» Aim of the exercise: All of the data below must be repeated exactly.

** begin Raw data **

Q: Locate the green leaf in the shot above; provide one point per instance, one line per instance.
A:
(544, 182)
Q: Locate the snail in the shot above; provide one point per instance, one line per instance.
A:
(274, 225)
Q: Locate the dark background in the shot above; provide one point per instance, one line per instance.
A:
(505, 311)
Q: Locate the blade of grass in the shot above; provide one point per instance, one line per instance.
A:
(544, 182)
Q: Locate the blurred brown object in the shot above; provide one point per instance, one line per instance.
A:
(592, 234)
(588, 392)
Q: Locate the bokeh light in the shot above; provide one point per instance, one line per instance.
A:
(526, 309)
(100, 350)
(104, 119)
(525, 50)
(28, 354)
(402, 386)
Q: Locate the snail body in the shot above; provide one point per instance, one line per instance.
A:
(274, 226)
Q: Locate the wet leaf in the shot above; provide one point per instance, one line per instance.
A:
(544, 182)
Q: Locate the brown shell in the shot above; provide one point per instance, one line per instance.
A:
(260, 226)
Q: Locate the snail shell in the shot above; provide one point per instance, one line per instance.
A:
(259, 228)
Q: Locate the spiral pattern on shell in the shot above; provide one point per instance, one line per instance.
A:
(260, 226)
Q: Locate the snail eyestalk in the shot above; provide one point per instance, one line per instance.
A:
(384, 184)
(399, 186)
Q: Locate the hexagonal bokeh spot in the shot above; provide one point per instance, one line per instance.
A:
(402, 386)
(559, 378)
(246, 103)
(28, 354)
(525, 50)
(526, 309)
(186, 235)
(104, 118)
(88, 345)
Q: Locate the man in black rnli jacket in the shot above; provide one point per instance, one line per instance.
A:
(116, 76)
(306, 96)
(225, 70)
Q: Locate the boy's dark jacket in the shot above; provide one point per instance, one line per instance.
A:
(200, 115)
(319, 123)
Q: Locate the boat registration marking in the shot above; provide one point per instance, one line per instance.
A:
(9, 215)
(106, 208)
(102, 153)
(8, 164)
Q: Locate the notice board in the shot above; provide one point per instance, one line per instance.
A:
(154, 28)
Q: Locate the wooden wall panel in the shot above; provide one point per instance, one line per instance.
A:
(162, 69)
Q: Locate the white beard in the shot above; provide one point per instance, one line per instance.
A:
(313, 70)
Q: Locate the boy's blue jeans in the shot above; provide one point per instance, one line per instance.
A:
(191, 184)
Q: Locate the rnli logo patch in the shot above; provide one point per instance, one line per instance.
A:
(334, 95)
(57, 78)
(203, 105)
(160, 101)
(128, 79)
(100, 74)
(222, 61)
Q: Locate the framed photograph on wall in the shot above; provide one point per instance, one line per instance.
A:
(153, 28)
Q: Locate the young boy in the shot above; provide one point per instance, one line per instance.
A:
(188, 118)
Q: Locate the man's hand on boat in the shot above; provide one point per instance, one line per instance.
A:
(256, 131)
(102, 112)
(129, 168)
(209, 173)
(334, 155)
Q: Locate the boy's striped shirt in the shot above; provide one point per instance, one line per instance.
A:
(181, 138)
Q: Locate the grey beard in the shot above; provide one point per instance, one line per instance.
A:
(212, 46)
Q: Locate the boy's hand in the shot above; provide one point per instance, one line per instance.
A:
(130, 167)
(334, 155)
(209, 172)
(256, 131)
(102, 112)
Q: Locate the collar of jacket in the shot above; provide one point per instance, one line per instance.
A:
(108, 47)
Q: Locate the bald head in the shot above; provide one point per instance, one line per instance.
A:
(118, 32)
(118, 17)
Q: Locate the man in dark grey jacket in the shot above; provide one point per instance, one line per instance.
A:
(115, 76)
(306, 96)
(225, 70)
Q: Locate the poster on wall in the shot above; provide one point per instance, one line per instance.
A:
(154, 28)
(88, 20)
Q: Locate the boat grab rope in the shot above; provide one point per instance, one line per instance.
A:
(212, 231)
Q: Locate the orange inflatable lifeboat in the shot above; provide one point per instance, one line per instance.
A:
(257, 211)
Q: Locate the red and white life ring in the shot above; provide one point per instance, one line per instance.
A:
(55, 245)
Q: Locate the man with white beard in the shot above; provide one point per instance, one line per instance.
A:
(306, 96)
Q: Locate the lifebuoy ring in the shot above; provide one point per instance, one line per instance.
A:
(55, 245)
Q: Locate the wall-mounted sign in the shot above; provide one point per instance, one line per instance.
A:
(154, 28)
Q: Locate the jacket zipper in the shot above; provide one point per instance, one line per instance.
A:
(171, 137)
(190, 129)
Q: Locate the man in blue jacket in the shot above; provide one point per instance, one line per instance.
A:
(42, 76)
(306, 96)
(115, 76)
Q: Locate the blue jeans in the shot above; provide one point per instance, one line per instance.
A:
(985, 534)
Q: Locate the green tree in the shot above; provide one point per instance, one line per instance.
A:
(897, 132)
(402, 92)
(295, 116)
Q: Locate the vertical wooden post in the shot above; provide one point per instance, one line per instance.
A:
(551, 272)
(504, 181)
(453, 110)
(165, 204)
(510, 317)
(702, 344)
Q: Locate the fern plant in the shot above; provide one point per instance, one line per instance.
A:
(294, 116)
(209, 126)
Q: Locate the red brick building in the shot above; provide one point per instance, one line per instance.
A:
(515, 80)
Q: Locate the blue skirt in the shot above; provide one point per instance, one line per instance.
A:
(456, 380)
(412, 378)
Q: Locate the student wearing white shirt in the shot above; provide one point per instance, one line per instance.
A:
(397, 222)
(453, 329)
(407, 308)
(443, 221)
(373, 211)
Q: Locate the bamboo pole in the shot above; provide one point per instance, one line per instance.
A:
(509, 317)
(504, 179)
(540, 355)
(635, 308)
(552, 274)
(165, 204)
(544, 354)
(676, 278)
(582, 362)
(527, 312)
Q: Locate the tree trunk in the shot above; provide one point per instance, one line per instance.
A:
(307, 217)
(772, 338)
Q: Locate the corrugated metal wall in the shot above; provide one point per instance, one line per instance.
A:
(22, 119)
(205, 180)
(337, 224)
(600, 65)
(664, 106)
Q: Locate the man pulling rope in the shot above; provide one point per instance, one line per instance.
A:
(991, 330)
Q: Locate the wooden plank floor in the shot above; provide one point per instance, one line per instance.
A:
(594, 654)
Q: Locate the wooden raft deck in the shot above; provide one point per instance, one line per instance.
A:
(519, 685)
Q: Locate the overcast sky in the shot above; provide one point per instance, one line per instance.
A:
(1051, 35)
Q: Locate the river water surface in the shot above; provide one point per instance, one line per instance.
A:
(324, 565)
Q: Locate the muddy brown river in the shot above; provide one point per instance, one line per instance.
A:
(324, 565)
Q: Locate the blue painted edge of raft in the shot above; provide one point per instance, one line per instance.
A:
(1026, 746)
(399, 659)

** end Raw data **

» Answer to this problem:
Q: Locate the green leaf in the shot above; provide one point per instance, one line per instance.
A:
(544, 182)
Q: Locate the snail in the shot above; provide one point per instance, one line per instance.
A:
(274, 225)
Q: Locate the dark background in the shot above; provide one point per instance, one line per instance.
A:
(505, 311)
Q: Locate the blade of grass in the shot above; provide one point per instance, one line per instance.
A:
(544, 182)
Q: Locate the blurred brown object in the shot above; provide one point per instance, one line per instance.
A:
(592, 234)
(588, 392)
Q: Locate the bokeh light in the shot above; provide one point per instance, one line per instance.
A:
(526, 309)
(100, 350)
(104, 119)
(525, 50)
(28, 354)
(402, 386)
Q: Locate the snail body in the shot above; provide one point per instance, one line per instance.
A:
(274, 226)
Q: Locate the wet leaf in the shot above; provide one point per instance, one line per instance.
A:
(544, 182)
Q: Locate the brown shell in the shot above; provide one point per instance, one line per instance.
A:
(260, 226)
Q: Locate the snail shell in the shot above; provide one point per instance, one line per instance.
A:
(259, 228)
Q: Locate the spiral pattern on shell in the shot above; provide one point per instance, one line per instance.
A:
(260, 226)
Q: Locate the snail eyestalk in the shot above; provide one point per instance, one line per instance.
A:
(384, 184)
(399, 186)
Q: Locate the hexagonal bokeh spot in the shot above; provide one point per instance, one line per instance.
A:
(402, 386)
(559, 378)
(246, 103)
(28, 354)
(525, 50)
(526, 309)
(186, 235)
(104, 118)
(88, 345)
Q: Locate the man in black rnli jacket in the shot above; provide one point per instance, one line per instance.
A:
(116, 76)
(306, 96)
(225, 70)
Q: Locate the boy's dark jacket in the shot above; provide one point per instance, one line per instance.
A:
(200, 115)
(319, 123)
Q: Locate the boat registration marking in the shot above; provide one point per instance, one line per instance.
A:
(9, 215)
(106, 208)
(102, 153)
(8, 164)
Q: Locate the notice board in the shot above; provide one point per instance, one line per instance.
A:
(154, 28)
Q: Locate the wooden wall panel in the shot above; provide one point per instance, one line per instance.
A:
(162, 69)
Q: Locate the white beard in the shot above; provide one point per instance, one line per instance.
A:
(313, 70)
Q: Locate the boy's blue jeans in the shot above; provide one point per instance, one line per instance.
A:
(191, 184)
Q: Locate the rnli logo patch in the shot above; provide one point per instance, one line per instance.
A:
(334, 95)
(57, 78)
(203, 105)
(160, 101)
(128, 79)
(100, 74)
(222, 61)
Q: Locate the framed photograph on wall in the shot above; provide one point per instance, one line per instance.
A:
(153, 28)
Q: Locate the young boy in the shot above; provide one point per instance, one line per instance.
A:
(188, 118)
Q: Locate the man's hand on boat in the shot above; provide one point per instance, one line per instance.
A:
(256, 131)
(102, 112)
(129, 168)
(209, 173)
(334, 155)
Q: Locate the boy's striped shirt in the shot above; provide one point per instance, one line per instance.
A:
(181, 138)
Q: Locate the grey beard in the shot above; provide one point per instance, one line per instance.
A:
(212, 46)
Q: Locate the boy's hand in the shot above; provide one point per instance, one line per instance.
A:
(130, 167)
(334, 155)
(209, 172)
(256, 131)
(102, 112)
Q: Locate the collar of jacket in the shot above; provide one point per instance, one line per instance.
A:
(108, 47)
Q: Locate the bald head in the shot above; provide one point per instance, one line per instance.
A:
(118, 32)
(118, 17)
Q: Locate the man in dark grey jacket in the shot above; provide one point per instance, one line per instance.
A:
(115, 76)
(306, 96)
(225, 70)
Q: Locate the poster on wall in the shot above; provide one point per instance, one line per instance.
A:
(154, 28)
(88, 20)
Q: Locate the boat grab rope in the shot above; provide one point per instance, one line per instance.
A:
(212, 231)
Q: Locate the orange inflatable lifeboat in the shot above; provide one point per instance, one line per instance.
A:
(257, 211)
Q: Locate the red and white life ring in the shot above; provide one point per instance, one line per instance.
A:
(55, 245)
Q: Locate the man with white beard in the shot above; provide one point per instance, one line per instance.
A:
(306, 96)
Q: Locate the lifebuoy ring in the shot above; provide one point per instance, one line per instance.
A:
(55, 245)
Q: Locate the wall-mounted sign in the shot above; provide one point per instance, one line per instance.
A:
(154, 28)
Q: Locate the jacket zipper in the shot above; provide one point per instance, one line per instance.
A:
(171, 137)
(190, 129)
Q: Locate the man in blue jacket in the shot above; provide one point per instance, one line per instance.
A:
(42, 76)
(306, 96)
(115, 76)
Q: Locate the blue jeans in the shot above; provide one point per instance, one line per instance.
A:
(985, 534)
Q: Locate the green tree in the shot above; provide one point per instance, one line per instance.
A:
(897, 132)
(402, 92)
(295, 116)
Q: Locate the vertical wooden post in the shot above; provide one point per instance, one line per instance.
A:
(551, 272)
(504, 181)
(453, 110)
(165, 204)
(510, 317)
(702, 344)
Q: Locate the fern plant in the shot above; provide one point per instance, one line per instance.
A:
(294, 116)
(209, 126)
Q: Locate the red brick building in the shot above; provide one point per instance, one line per instance.
A:
(515, 80)
Q: Locate the blue skirt in the shot above; provide one point per instance, one line per instance.
A:
(456, 380)
(412, 378)
Q: Locate the student wearing white shirt in the shot above; provide one point per instance, one line per instance.
A:
(397, 222)
(453, 329)
(407, 308)
(443, 221)
(373, 211)
Q: Locate the bamboo pole in the shot above; provide one point per instance, one line per instance.
A:
(509, 317)
(504, 179)
(540, 355)
(635, 308)
(552, 274)
(165, 204)
(544, 354)
(676, 278)
(582, 362)
(527, 312)
Q: Locate the tree trunk in the shot above; provide one point per instance, one line per instance.
A:
(307, 217)
(772, 338)
Q: Locate the corrugated metal wall in the shot above; provide one point per instance, one line per instance.
A:
(22, 119)
(205, 180)
(337, 224)
(600, 65)
(664, 106)
Q: Locate the man pulling rope in the shot above; provide one point per instance, one line per instance.
A:
(991, 330)
Q: Locate the wooden plank floor in the shot above; provide one point per instance, one line per instance.
A:
(594, 654)
Q: Locate the wooden raft deck in the shot above; provide one point per instance, one line per instance.
A:
(519, 685)
Q: Locate the overcast sky in the shot above; provide one point per instance, one line per instance.
A:
(1051, 35)
Q: Locate the river water surface in the shot above; provide one point per instance, one line per instance.
A:
(324, 565)
Q: Locate the muddy brown river in the shot above; provide one point per instance, one line per instance.
A:
(324, 565)
Q: Locate the blue painted edge of raft in the shot above; provide one point per instance, one line per instance.
A:
(1026, 746)
(399, 659)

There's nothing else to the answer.